◆ **Exercise details**: Search the entries for the word "fence". Copy each line in which it is found.

◆ **Records contained in a dataset**:
____________________

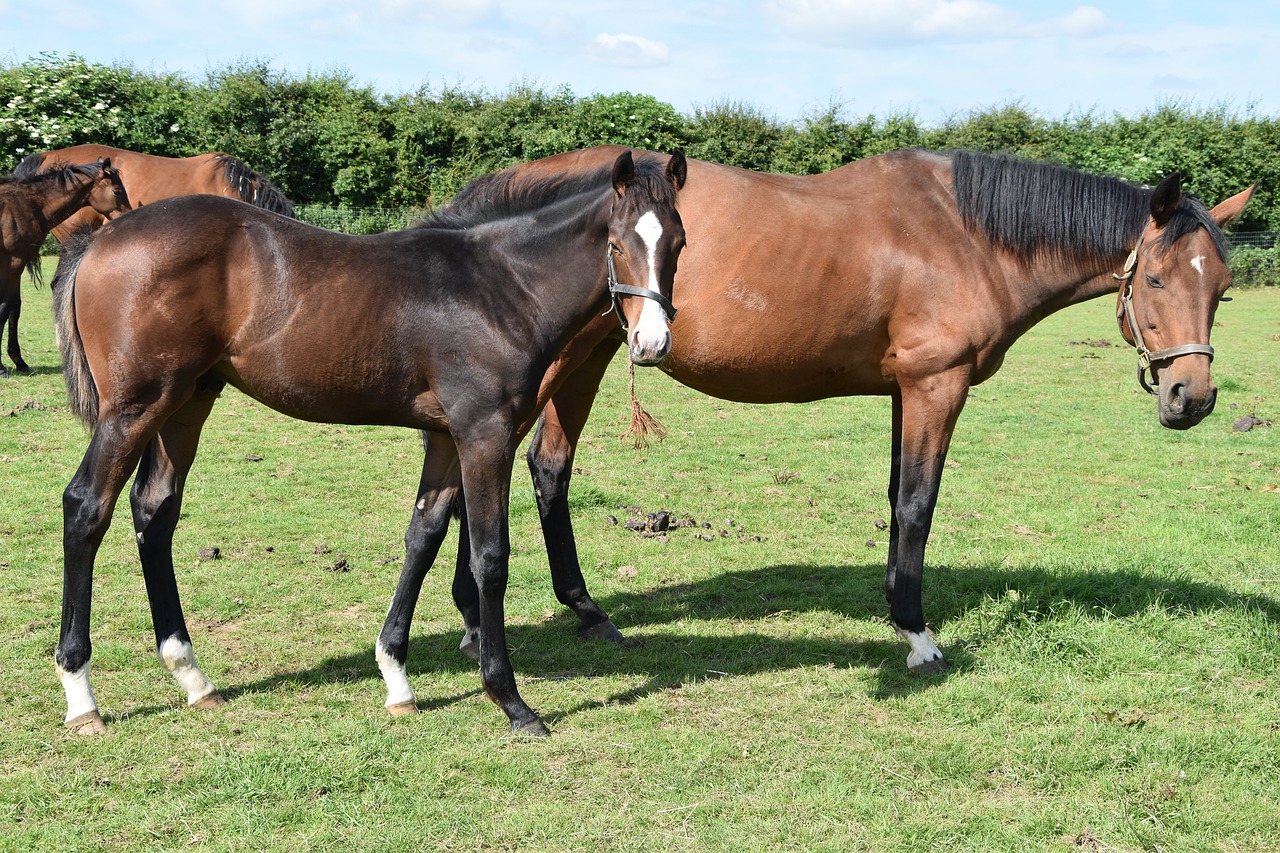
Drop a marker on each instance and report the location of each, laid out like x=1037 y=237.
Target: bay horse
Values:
x=908 y=274
x=30 y=208
x=150 y=177
x=165 y=306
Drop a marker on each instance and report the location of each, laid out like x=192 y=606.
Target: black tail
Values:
x=252 y=187
x=81 y=388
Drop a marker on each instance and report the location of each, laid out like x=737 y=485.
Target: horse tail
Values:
x=252 y=187
x=81 y=388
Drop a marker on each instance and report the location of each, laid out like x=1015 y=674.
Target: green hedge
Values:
x=1252 y=267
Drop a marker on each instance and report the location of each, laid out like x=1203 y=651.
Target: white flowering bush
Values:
x=51 y=103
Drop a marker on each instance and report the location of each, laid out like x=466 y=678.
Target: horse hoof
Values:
x=937 y=666
x=87 y=724
x=534 y=729
x=209 y=702
x=606 y=630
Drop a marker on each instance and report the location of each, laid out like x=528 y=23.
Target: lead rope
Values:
x=643 y=424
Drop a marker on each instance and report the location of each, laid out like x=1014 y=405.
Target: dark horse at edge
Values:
x=33 y=205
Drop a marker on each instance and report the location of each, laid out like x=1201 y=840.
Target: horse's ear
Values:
x=1225 y=213
x=1164 y=200
x=677 y=169
x=624 y=172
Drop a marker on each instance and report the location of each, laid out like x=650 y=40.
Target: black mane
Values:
x=252 y=187
x=60 y=173
x=1040 y=210
x=511 y=192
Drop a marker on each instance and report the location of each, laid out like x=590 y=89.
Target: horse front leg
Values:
x=487 y=461
x=10 y=297
x=895 y=480
x=87 y=506
x=437 y=500
x=929 y=409
x=14 y=347
x=156 y=505
x=551 y=464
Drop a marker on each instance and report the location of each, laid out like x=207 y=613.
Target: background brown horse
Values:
x=149 y=178
x=908 y=274
x=30 y=208
x=447 y=327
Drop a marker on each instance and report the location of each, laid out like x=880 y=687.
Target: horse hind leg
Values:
x=10 y=302
x=87 y=505
x=156 y=503
x=14 y=349
x=438 y=493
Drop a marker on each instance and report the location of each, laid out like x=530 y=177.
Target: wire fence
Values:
x=1253 y=238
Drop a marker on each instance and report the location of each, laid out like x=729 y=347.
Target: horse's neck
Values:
x=570 y=283
x=1051 y=286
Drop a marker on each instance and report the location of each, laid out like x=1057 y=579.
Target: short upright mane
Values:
x=1040 y=210
x=515 y=192
x=60 y=173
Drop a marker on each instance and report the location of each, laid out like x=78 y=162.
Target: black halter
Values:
x=617 y=291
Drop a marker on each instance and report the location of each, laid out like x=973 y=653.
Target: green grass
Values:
x=1105 y=591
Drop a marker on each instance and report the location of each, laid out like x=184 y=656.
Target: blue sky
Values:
x=787 y=58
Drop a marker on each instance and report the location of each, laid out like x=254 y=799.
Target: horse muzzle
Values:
x=648 y=350
x=1183 y=404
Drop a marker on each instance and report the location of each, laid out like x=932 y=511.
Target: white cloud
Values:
x=631 y=51
x=849 y=22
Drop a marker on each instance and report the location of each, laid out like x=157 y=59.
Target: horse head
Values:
x=645 y=237
x=1169 y=292
x=108 y=195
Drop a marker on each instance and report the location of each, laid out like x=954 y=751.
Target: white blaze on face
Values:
x=650 y=336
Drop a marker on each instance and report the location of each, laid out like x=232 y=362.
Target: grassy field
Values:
x=1106 y=592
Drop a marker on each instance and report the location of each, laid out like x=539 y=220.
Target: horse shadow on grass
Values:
x=670 y=658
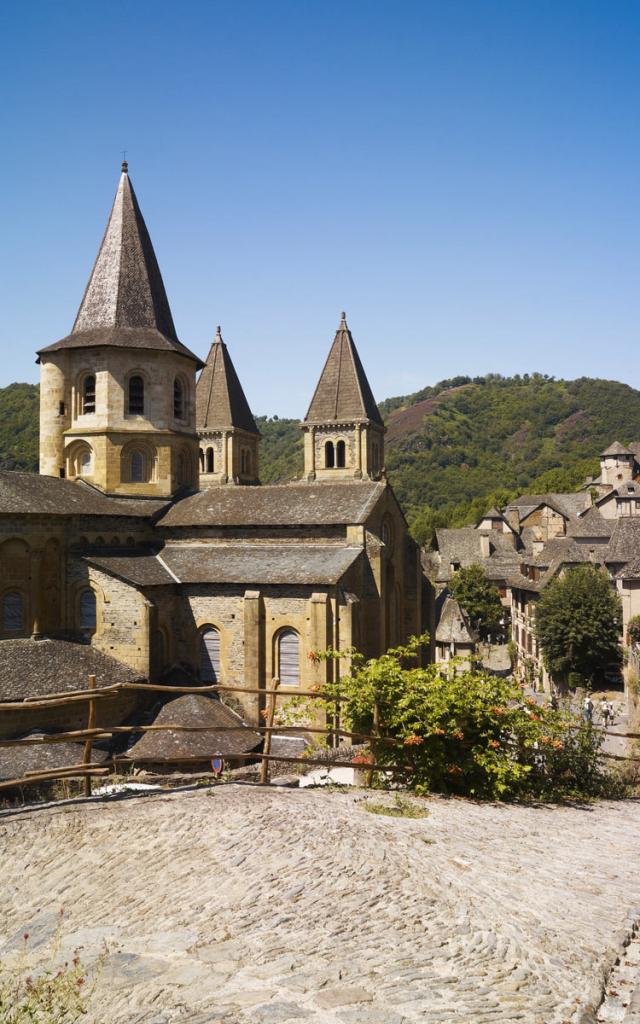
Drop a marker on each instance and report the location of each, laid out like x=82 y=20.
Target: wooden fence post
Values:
x=266 y=747
x=375 y=734
x=89 y=743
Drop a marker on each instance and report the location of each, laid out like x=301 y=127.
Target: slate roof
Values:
x=32 y=668
x=590 y=523
x=194 y=710
x=252 y=563
x=16 y=761
x=125 y=303
x=615 y=449
x=625 y=543
x=465 y=546
x=220 y=401
x=566 y=504
x=23 y=494
x=453 y=626
x=140 y=569
x=278 y=505
x=343 y=393
x=244 y=563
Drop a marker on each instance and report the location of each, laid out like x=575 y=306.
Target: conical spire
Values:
x=125 y=302
x=343 y=393
x=220 y=401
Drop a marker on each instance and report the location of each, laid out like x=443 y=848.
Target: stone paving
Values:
x=273 y=906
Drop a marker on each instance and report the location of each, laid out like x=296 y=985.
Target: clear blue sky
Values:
x=462 y=177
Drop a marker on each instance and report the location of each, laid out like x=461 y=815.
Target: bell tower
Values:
x=227 y=433
x=118 y=394
x=343 y=429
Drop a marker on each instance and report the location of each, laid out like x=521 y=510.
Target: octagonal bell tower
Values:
x=118 y=394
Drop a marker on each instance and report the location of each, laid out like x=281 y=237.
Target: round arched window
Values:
x=289 y=657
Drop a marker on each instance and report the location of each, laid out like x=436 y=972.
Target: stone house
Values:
x=147 y=540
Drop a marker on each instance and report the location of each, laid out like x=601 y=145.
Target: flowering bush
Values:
x=465 y=732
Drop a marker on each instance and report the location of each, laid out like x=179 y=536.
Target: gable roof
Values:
x=625 y=543
x=30 y=494
x=615 y=449
x=220 y=401
x=343 y=391
x=125 y=303
x=32 y=668
x=279 y=505
x=194 y=710
x=453 y=626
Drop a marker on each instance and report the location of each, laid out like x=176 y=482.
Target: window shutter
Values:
x=210 y=656
x=289 y=659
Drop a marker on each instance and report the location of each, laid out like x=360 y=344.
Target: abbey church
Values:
x=146 y=546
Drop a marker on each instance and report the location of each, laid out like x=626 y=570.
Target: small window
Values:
x=88 y=394
x=137 y=467
x=210 y=654
x=87 y=610
x=178 y=399
x=136 y=396
x=13 y=612
x=289 y=657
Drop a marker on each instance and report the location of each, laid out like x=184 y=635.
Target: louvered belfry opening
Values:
x=210 y=654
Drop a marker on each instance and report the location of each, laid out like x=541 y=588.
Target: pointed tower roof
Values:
x=125 y=303
x=343 y=391
x=220 y=401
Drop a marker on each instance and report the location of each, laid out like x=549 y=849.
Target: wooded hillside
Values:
x=453 y=450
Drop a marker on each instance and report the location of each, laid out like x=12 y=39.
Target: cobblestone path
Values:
x=274 y=906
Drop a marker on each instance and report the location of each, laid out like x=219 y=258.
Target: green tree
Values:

____________________

◆ **Result**:
Target: wire fence
Target: wooden fence post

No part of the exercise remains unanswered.